TEXTO FORNECIDO:
------
Jocelaine Josmeri dos Santos

Quem nuca perdeu o botão de uma camisa ou estrebuchou um zíper de calça? Quando isso acontece, lá fica a roupa abandonada, escondida no fundo do armário, esperando a hora da reparação. E isso é bem simples de ser feito: um botão ou um zíper novo, agulha e linha. Os mais básicos dos produtos de um armarinho.

Confira algumas fotos dos armarinhos de Curitiba

O nome já indica uma certa afetividade. É no diminutivo, tal qual se chamam os amigos íntimos e namorados. É um "pequeno armário", onde se guardam as coisas que não podem classificar, mas que sempre são necessários. Exatamente aquelas coisas que só se buscam quando se perdem; que só se sente a falta quando não se tem. Como um botão, um zíper, agulha e linha.

Em Curitiba quem perder um botão de camisa pode achar outro idêntico ao perdido em um giro pelas lojinhas de armarinhos das ruas do Centro. Além de devolver a vida à roupa desfigurada, poderá conhecer mais um pouco sobre esses pequenos microcosmos feitos de aviamentos.
------
TRECHOS DOS DADOS:
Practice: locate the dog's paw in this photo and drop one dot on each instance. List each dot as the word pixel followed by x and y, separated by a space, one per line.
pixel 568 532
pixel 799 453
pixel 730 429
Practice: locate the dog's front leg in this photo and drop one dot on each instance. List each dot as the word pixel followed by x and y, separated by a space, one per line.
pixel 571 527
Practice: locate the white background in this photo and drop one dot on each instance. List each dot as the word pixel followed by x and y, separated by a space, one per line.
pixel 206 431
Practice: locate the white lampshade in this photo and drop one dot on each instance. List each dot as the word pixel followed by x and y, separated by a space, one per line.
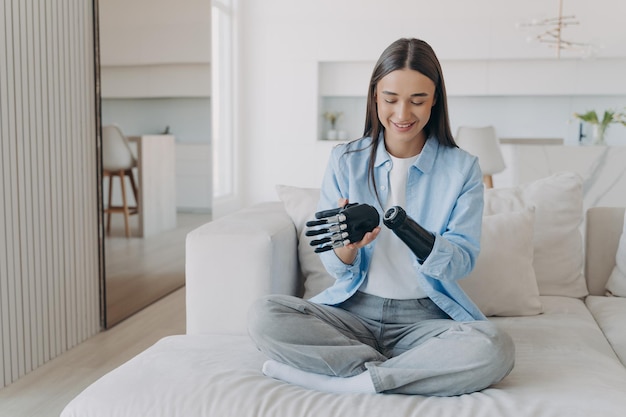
pixel 483 143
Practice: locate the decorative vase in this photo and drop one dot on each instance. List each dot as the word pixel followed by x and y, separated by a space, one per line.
pixel 598 134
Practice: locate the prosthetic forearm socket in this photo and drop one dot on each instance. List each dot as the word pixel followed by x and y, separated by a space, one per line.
pixel 418 239
pixel 341 226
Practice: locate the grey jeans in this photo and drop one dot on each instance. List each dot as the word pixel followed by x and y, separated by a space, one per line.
pixel 408 346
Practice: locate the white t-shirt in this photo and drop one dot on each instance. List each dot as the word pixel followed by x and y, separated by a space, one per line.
pixel 391 273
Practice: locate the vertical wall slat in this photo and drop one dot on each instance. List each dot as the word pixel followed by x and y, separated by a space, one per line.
pixel 49 245
pixel 5 347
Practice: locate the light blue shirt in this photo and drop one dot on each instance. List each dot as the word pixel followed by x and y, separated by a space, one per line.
pixel 444 195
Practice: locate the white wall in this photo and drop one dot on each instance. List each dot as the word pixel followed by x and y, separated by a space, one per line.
pixel 282 43
pixel 155 66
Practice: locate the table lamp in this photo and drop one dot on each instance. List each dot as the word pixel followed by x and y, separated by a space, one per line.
pixel 483 143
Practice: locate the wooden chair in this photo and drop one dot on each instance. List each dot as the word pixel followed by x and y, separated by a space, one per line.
pixel 118 160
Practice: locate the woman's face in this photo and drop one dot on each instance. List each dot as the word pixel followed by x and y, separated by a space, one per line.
pixel 404 100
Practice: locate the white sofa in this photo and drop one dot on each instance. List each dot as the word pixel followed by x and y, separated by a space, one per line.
pixel 570 348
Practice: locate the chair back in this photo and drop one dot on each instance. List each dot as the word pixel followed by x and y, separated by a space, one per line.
pixel 116 152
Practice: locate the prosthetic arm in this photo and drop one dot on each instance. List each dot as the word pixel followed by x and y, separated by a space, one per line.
pixel 418 239
pixel 342 226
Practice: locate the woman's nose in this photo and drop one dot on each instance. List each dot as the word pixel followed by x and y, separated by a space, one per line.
pixel 403 111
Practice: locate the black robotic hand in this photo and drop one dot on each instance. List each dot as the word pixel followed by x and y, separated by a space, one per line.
pixel 418 239
pixel 342 225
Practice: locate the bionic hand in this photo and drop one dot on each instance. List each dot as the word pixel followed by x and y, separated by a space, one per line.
pixel 418 239
pixel 342 225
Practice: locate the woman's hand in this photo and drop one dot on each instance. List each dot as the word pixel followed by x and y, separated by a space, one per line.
pixel 348 253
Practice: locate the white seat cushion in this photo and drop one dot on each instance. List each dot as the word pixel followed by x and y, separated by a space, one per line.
pixel 610 313
pixel 564 367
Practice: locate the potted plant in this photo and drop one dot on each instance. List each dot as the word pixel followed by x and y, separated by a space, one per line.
pixel 601 124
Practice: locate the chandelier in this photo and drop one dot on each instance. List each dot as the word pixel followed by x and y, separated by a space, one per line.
pixel 552 36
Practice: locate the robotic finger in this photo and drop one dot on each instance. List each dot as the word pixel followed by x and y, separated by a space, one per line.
pixel 342 226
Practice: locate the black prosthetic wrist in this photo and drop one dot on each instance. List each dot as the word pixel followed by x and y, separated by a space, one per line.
pixel 418 239
pixel 343 225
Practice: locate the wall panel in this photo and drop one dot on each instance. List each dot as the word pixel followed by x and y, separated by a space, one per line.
pixel 49 252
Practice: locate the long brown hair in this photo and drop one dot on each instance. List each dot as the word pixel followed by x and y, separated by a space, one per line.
pixel 417 55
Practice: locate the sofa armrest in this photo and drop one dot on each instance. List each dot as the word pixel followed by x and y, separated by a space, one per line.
pixel 235 259
pixel 604 228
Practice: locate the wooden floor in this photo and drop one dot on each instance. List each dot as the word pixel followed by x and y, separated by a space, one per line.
pixel 140 271
pixel 45 391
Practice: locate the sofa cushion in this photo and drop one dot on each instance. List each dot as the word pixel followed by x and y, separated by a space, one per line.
pixel 558 243
pixel 503 283
pixel 610 313
pixel 563 368
pixel 300 204
pixel 617 281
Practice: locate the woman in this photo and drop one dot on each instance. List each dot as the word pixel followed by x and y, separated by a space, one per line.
pixel 392 323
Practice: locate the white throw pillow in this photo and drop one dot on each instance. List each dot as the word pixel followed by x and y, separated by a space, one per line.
pixel 617 281
pixel 301 205
pixel 558 242
pixel 503 281
pixel 513 289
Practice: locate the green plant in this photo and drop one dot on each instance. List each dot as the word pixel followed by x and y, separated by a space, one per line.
pixel 609 116
pixel 601 124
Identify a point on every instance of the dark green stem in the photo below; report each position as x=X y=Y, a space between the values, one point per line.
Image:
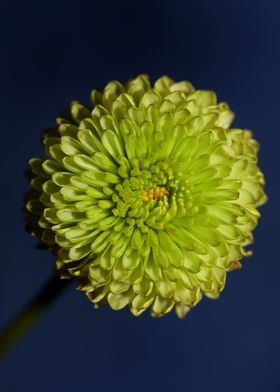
x=31 y=313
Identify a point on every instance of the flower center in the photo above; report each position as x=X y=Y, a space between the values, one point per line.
x=156 y=193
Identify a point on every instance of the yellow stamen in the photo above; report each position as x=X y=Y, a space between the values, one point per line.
x=154 y=193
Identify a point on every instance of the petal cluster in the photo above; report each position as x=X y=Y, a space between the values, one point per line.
x=148 y=196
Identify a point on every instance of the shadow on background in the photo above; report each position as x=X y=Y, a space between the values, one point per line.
x=52 y=53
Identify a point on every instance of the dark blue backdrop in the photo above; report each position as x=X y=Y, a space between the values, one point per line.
x=52 y=53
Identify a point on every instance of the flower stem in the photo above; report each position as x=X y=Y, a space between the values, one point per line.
x=31 y=313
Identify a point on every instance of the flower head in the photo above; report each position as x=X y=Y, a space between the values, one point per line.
x=147 y=197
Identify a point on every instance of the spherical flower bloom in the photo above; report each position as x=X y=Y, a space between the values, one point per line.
x=148 y=197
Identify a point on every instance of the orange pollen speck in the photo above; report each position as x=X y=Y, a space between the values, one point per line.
x=154 y=193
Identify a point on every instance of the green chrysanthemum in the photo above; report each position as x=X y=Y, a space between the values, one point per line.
x=149 y=198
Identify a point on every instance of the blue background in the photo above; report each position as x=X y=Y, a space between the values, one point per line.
x=53 y=52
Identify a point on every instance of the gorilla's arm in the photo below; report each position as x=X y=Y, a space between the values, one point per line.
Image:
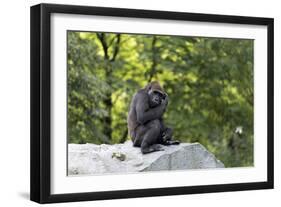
x=144 y=112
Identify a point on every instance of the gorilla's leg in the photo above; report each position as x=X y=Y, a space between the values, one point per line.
x=167 y=136
x=150 y=138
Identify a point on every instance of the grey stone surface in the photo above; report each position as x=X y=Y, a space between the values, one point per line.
x=87 y=159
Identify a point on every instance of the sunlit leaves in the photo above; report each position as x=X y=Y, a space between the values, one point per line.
x=209 y=82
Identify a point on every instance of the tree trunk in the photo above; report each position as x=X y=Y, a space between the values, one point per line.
x=107 y=129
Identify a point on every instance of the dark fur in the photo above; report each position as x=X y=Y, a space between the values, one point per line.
x=145 y=123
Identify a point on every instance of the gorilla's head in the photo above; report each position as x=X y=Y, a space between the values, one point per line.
x=156 y=94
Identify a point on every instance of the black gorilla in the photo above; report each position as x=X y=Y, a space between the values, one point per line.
x=145 y=122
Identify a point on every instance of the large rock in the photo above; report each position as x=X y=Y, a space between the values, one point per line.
x=122 y=158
------
INSTRUÇÕES:
Diga se cada afirmação abaixo concorda com o texto sobre armarinhos. Responda sim ou não e copie as palavras do texto que decidem a questão.
1. A palavra "armarinho" está no diminutivo.
2. Para consertar a roupa, são necessários produtos raros e difíceis de achar.
3. Em Curitiba, as lojinhas de armarinhos ficam nas ruas do Centro.
Baseie-se somente no texto para responder.

RESPOSTA:
1. Sim: "É no diminutivo, tal qual se chamam os amigos íntimos e namorados."
2. Não: "Os mais básicos dos produtos de um armarinho."
3. Sim: "em um giro pelas lojinhas de armarinhos das ruas do Centro"